The task -
Reproduce the data below verbatim from its first line through the line containing "341,71 -> 383,224", including both ends. Omit the pictures from your output.

**** Data rows

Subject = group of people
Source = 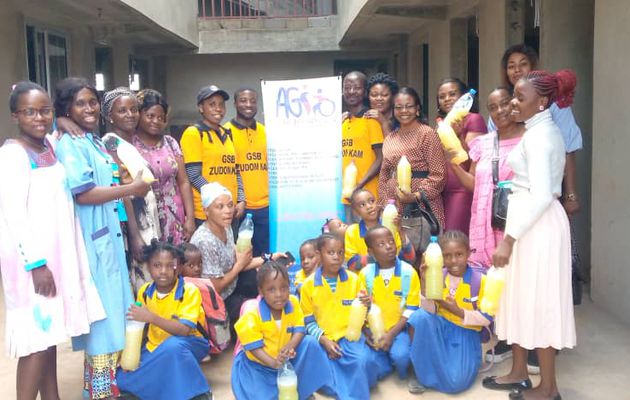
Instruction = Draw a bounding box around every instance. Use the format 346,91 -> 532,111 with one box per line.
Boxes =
0,41 -> 581,399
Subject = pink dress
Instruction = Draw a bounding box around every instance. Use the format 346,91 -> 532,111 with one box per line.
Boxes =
442,113 -> 487,233
132,135 -> 186,245
468,132 -> 521,268
0,140 -> 105,357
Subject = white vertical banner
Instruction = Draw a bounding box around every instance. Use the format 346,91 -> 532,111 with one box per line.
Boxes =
262,77 -> 342,255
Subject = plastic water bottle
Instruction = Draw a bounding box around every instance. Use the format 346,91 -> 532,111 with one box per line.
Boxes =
236,213 -> 254,253
278,361 -> 298,400
437,89 -> 477,164
479,267 -> 505,315
341,160 -> 359,199
396,156 -> 411,193
346,297 -> 367,342
368,303 -> 385,348
424,236 -> 444,300
120,301 -> 144,371
381,199 -> 398,235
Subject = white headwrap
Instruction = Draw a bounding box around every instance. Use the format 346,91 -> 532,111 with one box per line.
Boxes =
201,182 -> 232,208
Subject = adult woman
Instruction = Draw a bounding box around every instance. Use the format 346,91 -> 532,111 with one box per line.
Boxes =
133,89 -> 195,245
451,87 -> 525,268
190,182 -> 279,337
55,78 -> 149,399
363,72 -> 398,136
437,78 -> 486,232
101,87 -> 160,291
483,70 -> 576,399
0,82 -> 105,400
180,85 -> 245,230
378,87 -> 446,226
488,44 -> 582,217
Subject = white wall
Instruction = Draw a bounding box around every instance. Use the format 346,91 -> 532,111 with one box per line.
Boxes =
591,0 -> 630,323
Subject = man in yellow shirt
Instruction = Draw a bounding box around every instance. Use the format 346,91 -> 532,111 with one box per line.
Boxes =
225,88 -> 269,257
341,71 -> 383,224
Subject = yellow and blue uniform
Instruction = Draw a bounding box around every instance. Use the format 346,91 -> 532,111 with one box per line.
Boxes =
344,220 -> 416,271
116,277 -> 210,400
359,259 -> 420,379
225,119 -> 269,257
300,267 -> 378,400
179,124 -> 242,220
232,296 -> 333,400
408,267 -> 492,393
341,115 -> 383,204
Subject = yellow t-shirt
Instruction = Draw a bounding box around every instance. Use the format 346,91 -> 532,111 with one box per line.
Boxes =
234,296 -> 306,364
137,277 -> 205,351
300,267 -> 361,341
341,116 -> 383,204
359,259 -> 420,330
437,267 -> 492,331
179,125 -> 238,220
344,220 -> 402,261
225,119 -> 269,209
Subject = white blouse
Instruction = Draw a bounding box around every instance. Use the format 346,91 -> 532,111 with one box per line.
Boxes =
505,109 -> 566,239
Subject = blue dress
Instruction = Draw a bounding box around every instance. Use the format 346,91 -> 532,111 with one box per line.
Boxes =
56,133 -> 133,356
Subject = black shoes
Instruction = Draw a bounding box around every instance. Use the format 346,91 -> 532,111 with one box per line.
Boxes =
481,376 -> 532,390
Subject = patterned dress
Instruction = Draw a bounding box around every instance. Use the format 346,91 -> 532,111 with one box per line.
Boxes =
378,123 -> 446,226
132,135 -> 186,245
0,139 -> 105,357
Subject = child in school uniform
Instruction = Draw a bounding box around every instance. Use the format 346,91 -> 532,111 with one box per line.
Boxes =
344,188 -> 416,271
294,239 -> 319,295
232,261 -> 334,400
408,231 -> 492,393
116,239 -> 210,400
359,226 -> 420,379
300,233 -> 377,400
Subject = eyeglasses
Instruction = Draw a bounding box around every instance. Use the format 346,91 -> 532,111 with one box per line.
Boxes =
394,104 -> 418,111
15,107 -> 53,118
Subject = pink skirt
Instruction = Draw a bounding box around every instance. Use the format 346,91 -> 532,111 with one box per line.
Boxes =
495,200 -> 575,349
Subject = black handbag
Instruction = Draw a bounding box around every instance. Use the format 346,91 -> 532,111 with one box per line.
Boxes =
490,132 -> 512,231
401,190 -> 440,256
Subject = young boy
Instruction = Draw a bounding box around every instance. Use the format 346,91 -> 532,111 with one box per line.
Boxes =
359,226 -> 420,379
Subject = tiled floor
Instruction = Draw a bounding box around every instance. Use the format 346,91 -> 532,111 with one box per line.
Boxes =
0,290 -> 630,400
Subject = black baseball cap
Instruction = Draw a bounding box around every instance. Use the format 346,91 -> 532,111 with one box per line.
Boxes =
197,85 -> 230,104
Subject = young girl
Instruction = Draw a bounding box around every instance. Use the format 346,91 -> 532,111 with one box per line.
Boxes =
345,188 -> 416,271
116,240 -> 215,400
0,82 -> 105,400
409,231 -> 492,393
294,239 -> 319,294
232,261 -> 334,400
300,233 -> 377,400
359,226 -> 420,379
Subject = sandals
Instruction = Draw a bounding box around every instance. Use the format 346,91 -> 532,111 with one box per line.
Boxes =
481,376 -> 532,390
510,389 -> 562,400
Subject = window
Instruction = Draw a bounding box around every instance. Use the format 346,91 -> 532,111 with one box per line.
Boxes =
26,25 -> 68,92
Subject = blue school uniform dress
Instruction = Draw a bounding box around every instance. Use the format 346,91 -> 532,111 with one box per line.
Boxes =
116,277 -> 210,400
300,267 -> 378,400
359,259 -> 420,379
232,296 -> 333,400
408,267 -> 492,393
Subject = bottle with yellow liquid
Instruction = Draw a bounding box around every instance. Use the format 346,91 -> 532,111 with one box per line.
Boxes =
381,199 -> 398,235
236,213 -> 254,253
479,267 -> 505,315
341,160 -> 359,199
346,297 -> 367,342
368,303 -> 385,349
278,361 -> 298,400
396,156 -> 411,193
120,301 -> 144,371
424,236 -> 444,300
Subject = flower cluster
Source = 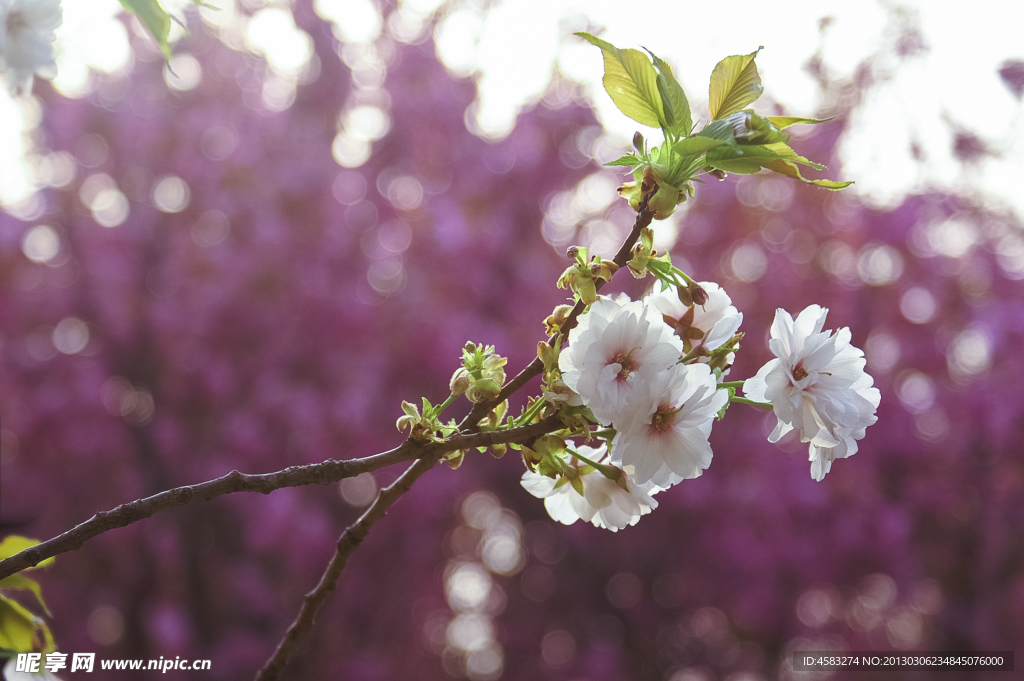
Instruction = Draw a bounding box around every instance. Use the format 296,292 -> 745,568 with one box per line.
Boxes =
0,0 -> 61,93
522,284 -> 879,529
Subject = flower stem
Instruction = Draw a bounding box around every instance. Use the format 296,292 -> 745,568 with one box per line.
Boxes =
434,393 -> 459,417
512,399 -> 544,428
572,452 -> 623,480
729,396 -> 772,409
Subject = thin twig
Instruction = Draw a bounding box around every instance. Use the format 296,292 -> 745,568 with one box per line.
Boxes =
256,199 -> 654,681
256,415 -> 562,681
470,197 -> 654,423
0,413 -> 561,580
256,455 -> 440,681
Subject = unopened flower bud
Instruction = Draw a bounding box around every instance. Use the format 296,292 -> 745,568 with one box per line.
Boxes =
544,305 -> 572,336
445,450 -> 466,470
449,367 -> 469,395
687,282 -> 708,307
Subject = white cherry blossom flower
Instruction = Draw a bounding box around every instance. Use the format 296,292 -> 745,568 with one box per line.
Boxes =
743,305 -> 882,480
649,282 -> 743,361
611,365 -> 729,488
0,0 -> 61,93
522,446 -> 659,531
558,295 -> 683,424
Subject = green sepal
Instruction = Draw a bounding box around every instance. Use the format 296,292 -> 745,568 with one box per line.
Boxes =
575,31 -> 667,128
121,0 -> 171,59
0,574 -> 53,618
708,46 -> 764,120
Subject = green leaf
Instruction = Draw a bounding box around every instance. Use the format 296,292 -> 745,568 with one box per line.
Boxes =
694,120 -> 736,146
706,145 -> 782,175
0,596 -> 45,652
0,574 -> 53,618
765,116 -> 833,130
729,110 -> 790,144
644,47 -> 693,136
765,159 -> 853,191
708,47 -> 764,120
764,142 -> 825,170
0,535 -> 55,569
672,135 -> 728,156
604,154 -> 642,166
575,31 -> 665,128
121,0 -> 171,59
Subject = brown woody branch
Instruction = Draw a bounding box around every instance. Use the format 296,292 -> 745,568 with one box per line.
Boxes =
256,415 -> 562,681
0,413 -> 561,580
256,195 -> 654,681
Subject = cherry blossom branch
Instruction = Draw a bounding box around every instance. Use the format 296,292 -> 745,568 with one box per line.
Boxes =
256,454 -> 434,681
470,193 -> 657,423
256,415 -> 562,681
255,199 -> 654,681
0,418 -> 561,580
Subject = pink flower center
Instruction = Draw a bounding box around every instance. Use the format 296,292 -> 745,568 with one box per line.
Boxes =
650,405 -> 683,433
793,364 -> 807,381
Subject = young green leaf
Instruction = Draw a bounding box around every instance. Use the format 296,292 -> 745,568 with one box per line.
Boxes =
765,116 -> 831,130
765,159 -> 853,191
0,596 -> 45,652
575,31 -> 665,128
644,47 -> 693,137
0,535 -> 54,569
0,574 -> 53,618
604,154 -> 643,166
708,47 -> 764,121
121,0 -> 171,59
694,120 -> 736,146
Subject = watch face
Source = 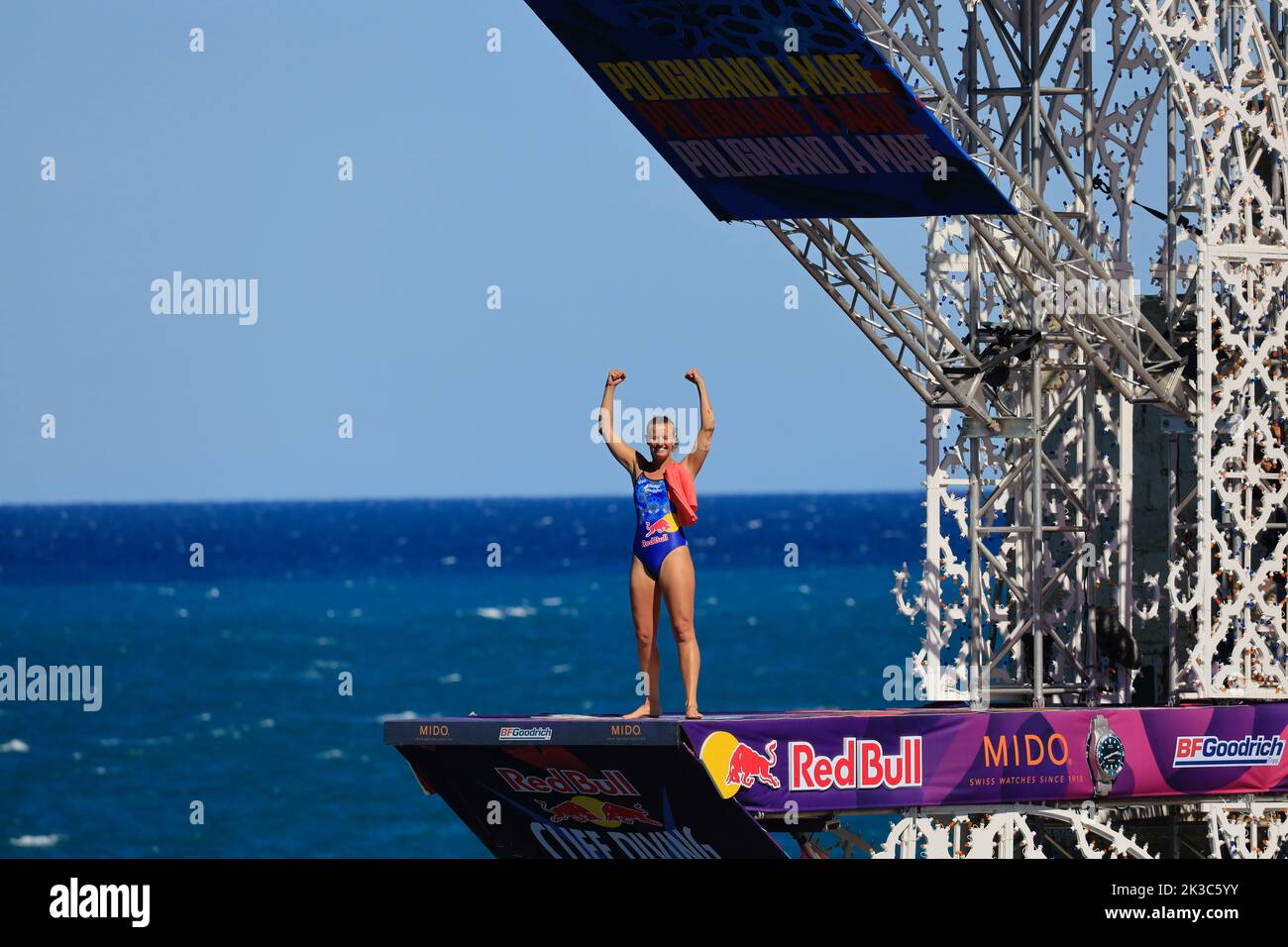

********

Exercise result -
Subject = group of people
Source = 
Instruction = Draw a bounding box around every instance. Use the format 346,91 -> 532,111 with one box per line.
Boxes =
0,41 -> 581,399
Subject = pink dress
Instruction = Draw a bounding box around every instance. Use the format 346,91 -> 532,111 with one box per line.
Boxes =
442,113 -> 487,233
132,135 -> 186,245
468,132 -> 521,268
0,140 -> 105,357
Subject = white vertical banner
Instruction = Draw a bounding box around every instance. Use the format 346,91 -> 532,111 with one box per line.
Boxes =
262,77 -> 342,255
Subject = plastic water bottle
Instruction = Draw a bounding box around every instance. Use the format 346,91 -> 532,111 with one box per line.
Boxes =
236,213 -> 254,253
278,361 -> 298,400
437,89 -> 477,164
479,267 -> 505,315
341,160 -> 359,199
396,156 -> 411,193
346,297 -> 367,342
368,303 -> 385,348
424,236 -> 444,300
120,301 -> 144,371
381,199 -> 398,235
Subject = white headwrap
Instruction = Draw a bounding box around every instance. Use the format 346,91 -> 532,111 with one box per line.
Boxes =
201,182 -> 232,208
Subject = adult woman
Instruction = Draw a bounding box around every instance. Use the format 346,91 -> 532,111 with one box per line.
Boxes =
133,89 -> 195,245
451,87 -> 525,268
190,182 -> 279,337
55,78 -> 149,399
363,72 -> 398,136
437,78 -> 486,232
101,87 -> 160,291
483,70 -> 576,399
0,82 -> 105,400
180,85 -> 245,230
378,87 -> 446,226
488,44 -> 582,217
Subject = white wall
Instruction = Draw a bounding box around every instance. Use the format 346,91 -> 532,111 with one box per line.
Boxes =
591,0 -> 630,323
Subject = man in yellow shirt
Instruction = Draw a bounding box around every instance. Use the format 346,91 -> 532,111 with one box per line.
Boxes =
225,88 -> 269,257
341,71 -> 383,224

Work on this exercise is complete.